* Tarefas propostas:
(1) Segundo a reportagem sobre a Psicologia na pandemia, quantos pacientes Marina Pombo atendia de forma remota antes da pandemia?
(2) Traduza para o inglês esta frase da reportagem sobre a Psicologia na pandemia: "Para ela, com a nova realidade, vida privada, social e profissional acabaram se misturando."
(3) Escreva a continuação da reportagem sobre a Psicologia na pandemia, começando logo após a última frase apresentada.

REPORTAGEM PRINCIPAL
Diante da pandemia da Covid-19, a Psicologia precisou se reinventar. Profissionais, em seus diferentes âmbitos, tiveram que adaptar seu fazer e o atendimento on-line passou a ser uma realidade para a maioria das/os psicólogas/os. Nesse contexto, de acordo com a Comissão de Ética do CRPRS, surgiram diversas situações e dilemas éticos acerca de que posições e práticas tomar frente ao isolamento físico/ social, uma vez que o mesmo está, muitas vezes, atrelado a práticas de segmentação e segregação, como aquelas historicamente produzidas pelo modelo manicomial, por exemplo. Quais situações deveriam ser atendidas prioritariamente? Quais os cuidados de biossegurança necessários? Que condições a população atendida tem para se proteger do vírus ou dos efeitos do isolamento social em sua saúde mental? Nossa atuação pode ajudar a comunidade a se proteger de forma mais eficaz ou acessar recursos que possam mitigar esses fatores? Que respostas (novos conhecimentos, invenções) as/ os profissionais desenvolveram individual e coletivamente no contexto de isolamento?
Inovações e desafios da Psicologia em tempos de pandemia
A psicóloga clínica psicanalista Marina Pombo (CRP 07/20844) atendia de forma remota, antes da pandemia, apenas um paciente. Com a necessidade de ampliar esses atendimentos, foi preciso transformar parte de sua casa em um consultório. “Sempre tive cuidado para informar às/aos pacientes sobre coisas que poderiam acontecer que não tinham a ver com o ambiente do atendimento, mas que fazem parte de uma vida real. Por exemplo: tenho dois gatos que miam muito se eu fecho a porta, então eles passaram a fazer parte das sessões”, revela. Para ela, com a nova realidade, vida privada, social e profissional acabaram se misturando. “Percebo que perdemos o limite do que é momento de descanso e o que é momento de trabalho. Estamos o tempo inteiro no WhatsApp, conectados na Internet, e isso, nos atendimentos, pesa bastante, porque saímos de uma sessão on-line para entrar em outra, tudo na frente do computador. Também tive que prestar atenção para que questões pessoais com a pandemia não se atravessassem nos atendimentos. Tirei uma semana de folga para me restabelecer como pessoa que também está vivendo a pandemia e não somente aquela profissional que está ouvindo as experiências dos outros”.

* Material fornecido:

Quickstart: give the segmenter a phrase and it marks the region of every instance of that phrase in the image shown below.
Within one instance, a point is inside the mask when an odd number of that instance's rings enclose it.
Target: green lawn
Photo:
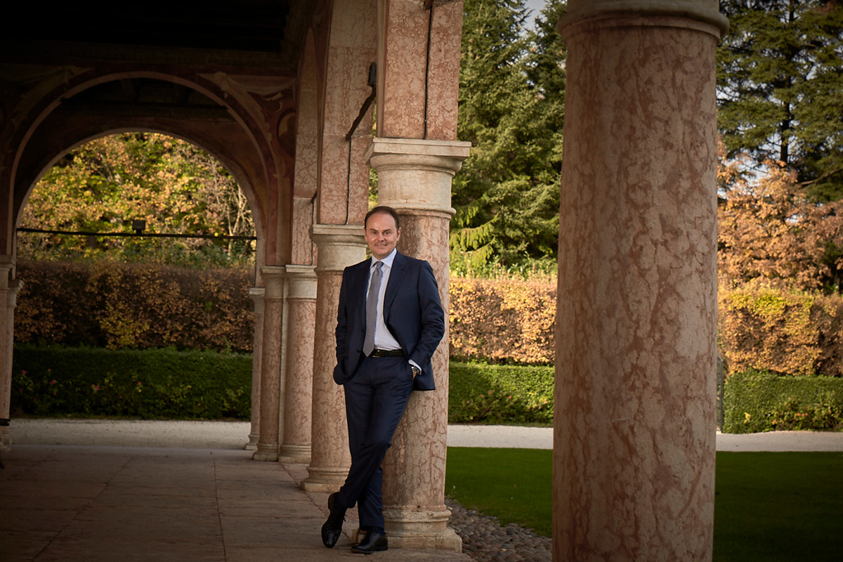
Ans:
[[[445,491],[550,533],[552,452],[448,447]],[[843,559],[843,453],[718,452],[714,560]]]

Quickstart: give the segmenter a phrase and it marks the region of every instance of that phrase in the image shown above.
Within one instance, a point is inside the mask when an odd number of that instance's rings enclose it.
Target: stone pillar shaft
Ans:
[[[376,138],[367,155],[378,172],[379,205],[401,218],[400,251],[430,262],[445,309],[445,335],[433,355],[436,390],[414,392],[384,461],[384,516],[389,544],[462,550],[448,527],[448,222],[451,180],[469,142]]]
[[[316,325],[314,342],[310,464],[302,488],[336,492],[352,465],[342,388],[334,382],[336,365],[336,313],[342,270],[366,258],[362,225],[315,224]]]
[[[554,560],[711,557],[717,10],[573,0],[559,23]]]
[[[312,265],[287,266],[286,299],[284,435],[279,460],[309,463],[316,321],[316,274]]]
[[[9,417],[12,399],[12,353],[14,349],[14,307],[23,283],[10,280],[10,260],[0,262],[0,450],[12,443]]]
[[[257,449],[252,458],[278,460],[279,435],[283,435],[279,410],[283,402],[281,376],[282,329],[284,313],[284,268],[260,268],[265,286],[264,328],[260,365],[260,423]]]
[[[262,286],[249,289],[249,296],[255,302],[255,343],[252,345],[252,426],[249,432],[246,449],[255,451],[260,436],[260,366],[263,363],[263,297]]]

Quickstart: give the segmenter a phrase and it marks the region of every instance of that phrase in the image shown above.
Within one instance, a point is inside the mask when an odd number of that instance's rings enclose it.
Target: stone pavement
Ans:
[[[327,494],[297,485],[306,476],[303,464],[250,458],[242,450],[13,445],[3,453],[0,470],[0,560],[364,558],[350,550],[352,520],[334,549],[322,545]],[[398,549],[373,556],[379,562],[470,560]]]

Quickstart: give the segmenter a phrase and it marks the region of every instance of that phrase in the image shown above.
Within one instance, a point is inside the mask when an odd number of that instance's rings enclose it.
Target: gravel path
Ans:
[[[478,562],[550,562],[553,550],[550,539],[540,537],[518,523],[501,527],[497,517],[466,510],[452,498],[445,498],[451,508],[451,527],[463,539],[463,553]]]

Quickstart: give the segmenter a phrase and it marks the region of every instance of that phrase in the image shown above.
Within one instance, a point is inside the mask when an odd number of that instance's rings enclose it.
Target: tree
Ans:
[[[784,163],[813,198],[843,197],[843,7],[725,0],[717,124],[728,156]]]
[[[47,230],[253,235],[248,205],[236,182],[211,155],[189,142],[154,133],[122,133],[83,145],[41,179],[23,209],[21,226]],[[216,250],[212,249],[217,248]],[[166,263],[198,254],[224,263],[250,253],[231,241],[216,246],[190,238],[126,238],[22,233],[19,253],[30,258],[119,255]]]
[[[475,266],[556,256],[564,50],[549,22],[561,6],[526,33],[523,0],[464,3],[458,136],[472,153],[454,181],[451,249]]]
[[[843,235],[843,201],[813,201],[796,172],[781,163],[765,166],[757,179],[741,172],[738,163],[721,166],[721,276],[738,284],[761,278],[799,290],[840,291],[843,254],[831,241]]]

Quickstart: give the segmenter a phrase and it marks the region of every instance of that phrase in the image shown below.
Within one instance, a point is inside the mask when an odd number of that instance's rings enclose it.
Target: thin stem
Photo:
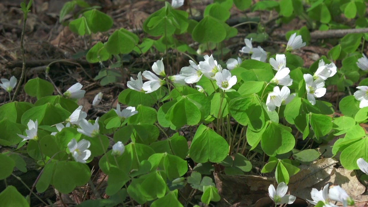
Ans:
[[[22,53],[22,60],[23,61],[23,65],[22,67],[22,74],[21,74],[21,78],[19,79],[19,82],[17,86],[17,88],[15,91],[14,92],[14,95],[13,95],[13,98],[11,99],[11,102],[13,102],[15,99],[17,97],[17,94],[18,93],[19,89],[20,88],[21,83],[22,81],[24,78],[24,73],[25,71],[25,55],[24,54],[24,48],[23,46],[23,40],[24,38],[24,31],[25,30],[25,22],[27,21],[26,16],[25,18],[23,19],[23,28],[22,30],[22,35],[21,36],[21,52]]]
[[[37,140],[37,143],[38,143],[38,147],[40,148],[40,152],[41,152],[41,156],[42,156],[42,161],[43,162],[43,164],[46,165],[46,162],[45,162],[45,159],[43,158],[43,153],[42,153],[42,150],[41,149],[41,144],[40,143],[40,140]]]
[[[109,158],[107,157],[107,155],[106,154],[106,150],[105,150],[105,147],[103,146],[103,143],[102,143],[102,140],[101,139],[101,137],[100,135],[98,135],[98,139],[100,140],[100,143],[102,147],[102,150],[103,150],[103,155],[106,157],[106,161],[107,162],[107,165],[109,165],[109,169],[110,168],[110,163],[109,161]]]
[[[248,22],[241,22],[241,23],[239,23],[238,24],[235,25],[233,26],[233,27],[239,27],[239,26],[241,26],[241,25],[243,25],[247,24],[252,24],[252,23],[253,23],[253,24],[259,24],[259,22],[253,22],[253,21],[248,21]]]
[[[164,131],[163,129],[160,126],[160,125],[158,124],[157,123],[155,123],[155,125],[156,125],[156,126],[157,127],[157,128],[159,128],[159,129],[160,129],[160,130],[161,130],[161,131],[162,131],[162,133],[163,133],[164,134],[165,134],[165,136],[166,136],[166,137],[168,139],[169,136],[167,136],[167,134],[166,134],[166,132],[165,132],[165,131]]]
[[[11,173],[11,175],[13,175],[13,176],[14,176],[14,178],[16,178],[17,180],[19,180],[20,181],[20,182],[21,183],[22,183],[23,185],[24,185],[24,186],[25,186],[27,188],[27,189],[28,189],[29,190],[29,191],[31,191],[31,189],[29,188],[29,187],[28,187],[28,186],[26,184],[25,184],[24,183],[24,182],[23,182],[23,181],[22,180],[21,178],[19,177],[18,177],[18,176],[17,176],[16,175],[15,175],[13,174],[13,173]],[[47,203],[46,203],[45,202],[45,201],[44,201],[43,200],[42,200],[42,199],[41,199],[41,198],[40,198],[39,197],[38,197],[38,196],[37,196],[37,195],[36,193],[33,193],[33,192],[31,192],[31,193],[32,193],[32,194],[33,194],[33,195],[34,196],[36,196],[36,197],[37,198],[37,199],[38,199],[38,200],[40,200],[40,201],[41,202],[42,202],[42,203],[43,203],[43,204],[45,204],[46,206],[48,206],[48,204]]]
[[[269,85],[270,83],[271,83],[271,82],[269,82],[266,85],[266,86],[265,87],[265,88],[263,89],[263,91],[262,91],[262,95],[261,95],[261,100],[263,100],[263,94],[265,93],[265,91],[266,90],[266,88],[267,88],[268,86],[268,85]]]

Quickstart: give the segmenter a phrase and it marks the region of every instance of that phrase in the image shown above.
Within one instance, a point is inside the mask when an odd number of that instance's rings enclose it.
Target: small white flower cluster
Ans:
[[[348,205],[354,205],[354,201],[353,199],[340,186],[332,186],[330,187],[329,190],[328,186],[328,183],[321,190],[318,191],[315,188],[312,189],[311,192],[311,197],[313,200],[308,199],[307,200],[314,205],[316,205],[318,202],[321,201],[323,202],[323,206],[324,207],[337,207],[337,206],[328,201],[329,197],[332,200],[342,203],[344,207],[346,207]]]
[[[295,97],[296,94],[290,94],[290,89],[287,86],[293,84],[293,79],[290,78],[289,73],[290,69],[286,67],[286,57],[284,55],[276,55],[276,59],[270,59],[270,64],[273,70],[277,72],[275,77],[269,83],[274,83],[283,85],[281,90],[279,86],[273,88],[273,91],[268,94],[266,105],[267,110],[272,111],[275,110],[276,107],[279,107],[281,105],[287,104]]]
[[[8,80],[5,78],[1,78],[1,83],[0,83],[1,87],[4,90],[8,93],[13,90],[17,85],[17,78],[13,76],[10,78],[10,80]]]
[[[206,55],[204,57],[205,61],[200,62],[198,65],[193,61],[189,60],[190,65],[189,67],[183,67],[180,74],[169,76],[168,79],[173,83],[185,85],[197,83],[204,75],[210,80],[216,80],[217,85],[223,90],[230,89],[236,83],[236,77],[231,77],[229,70],[223,70],[212,55],[211,56]],[[238,61],[241,63],[241,60]],[[162,59],[154,63],[152,69],[156,74],[163,77],[166,76]],[[142,76],[149,80],[144,83]],[[138,73],[136,80],[131,77],[130,81],[128,81],[127,85],[132,90],[140,92],[145,91],[148,94],[158,90],[165,83],[164,80],[160,78],[153,73],[146,71],[142,74],[141,72]],[[196,86],[199,88],[200,90],[203,89],[200,86]]]
[[[358,59],[357,65],[360,69],[367,71],[368,70],[368,58],[364,54],[363,57]],[[359,91],[354,93],[354,97],[357,100],[360,101],[359,104],[360,108],[364,108],[368,106],[368,86],[362,85],[357,87]]]
[[[325,64],[323,60],[319,60],[318,68],[314,74],[304,74],[307,98],[312,105],[316,104],[316,98],[325,95],[326,89],[324,87],[325,81],[336,74],[337,68],[333,63]]]
[[[245,43],[245,46],[243,47],[239,52],[242,53],[251,54],[251,59],[253,60],[256,60],[262,62],[266,62],[267,58],[267,54],[261,46],[257,48],[253,48],[252,45],[252,38],[250,40],[244,39],[244,42]]]

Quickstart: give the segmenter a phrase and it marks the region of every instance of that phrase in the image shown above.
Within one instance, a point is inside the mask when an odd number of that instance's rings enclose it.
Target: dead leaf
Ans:
[[[318,183],[331,175],[337,162],[332,158],[325,158],[309,166],[300,165],[300,171],[290,178],[289,189],[291,191],[301,190]]]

* Resultados por tarefa:
(1) Apenas um paciente.

(2) For her, with the new reality, private, social, and professional life ended up blending together.

(3)
Em relação ao atendimento de crianças, Marina conta que começaram a andar com o celular pela casa, em vídeochamada, para mostrar objetos, decoração ou animais de estimação, sobre os quais falavam durante os atendimentos presenciais. “Percebi que passamos a transitar por uma vida concreta e isso não acontecia antes. Combinei com os pais de deixar um ambiente seguro, com brinquedos. Assim, eles podiam ir me mostrando e a gente brincando, via câmera”. Já com adolescentes essa adaptação não foi tão fácil. “A adolescência é um momento que se necessita de muita privacidade e estar on-line quebra essa barreira, há sempre essa preocupação de estar sendo vigiado ou observado”.
Sem conseguir garantir os cuidados de biossegurança necessários com a pandemia, a psicóloga clínica Thais Vieira (CRP 07/24608) acabou optando em atender somente de forma remota, mesmo tendo uma redução no número de pacientes. “Não tinha como garantir os cuidados sanitários necessários em uma sala com pouca ventilação. Nós psicólogas/os, enquanto profissionais e agentes políticos, devemos garantir esse olhar para o social, para o coletivo, que é o que a pandemia chama”. A partir dessa decisão, o principal desafio foi organizar um consultório dentro de casa. “Eu sou mãe de uma criança pequena, passo o dia com a minha filha e, quando meu marido chega, de noite, vou trabalhar. Os pacientes começaram a ficar sabendo mais sobre a minha vida pessoal, ouviam minha filha batendo na porta ou meus gatos, por exemplo”.
Esse novo formato de trabalho gerou consequências físicas para Thaís. “Ficar com o corpo parado, sentado, diante de uma tela, com fones de ouvido, durante muitas horas me deixa muito cansada no final dos atendimentos. Comecei com zumbido nos ouvidos, dor nos olhos e dor nas costas”. Apesar da sobrecarga, principalmente para as mulheres nessa pandemia, ela ressalta um lado positivo disso tudo. “Antes da Covid-19, minha vida era uma correria e bem desgastante, lembro de me sentir ansiosa, correndo contra o tempo para poder dar conta de tudo. Agora, tenho outros cansaços, mas essa ansiedade, enfrentar o trânsito, por exemplo, eu não tenho mais. De certa forma, meu tempo está mais organizado e eu fico mais com a minha filha”, analisa.
“Nós psicólogas/os, enquanto profissionais e agentes políticos, devemos garantir esse olhar para o social, para o coletivo, que é o que a pandemia chama”.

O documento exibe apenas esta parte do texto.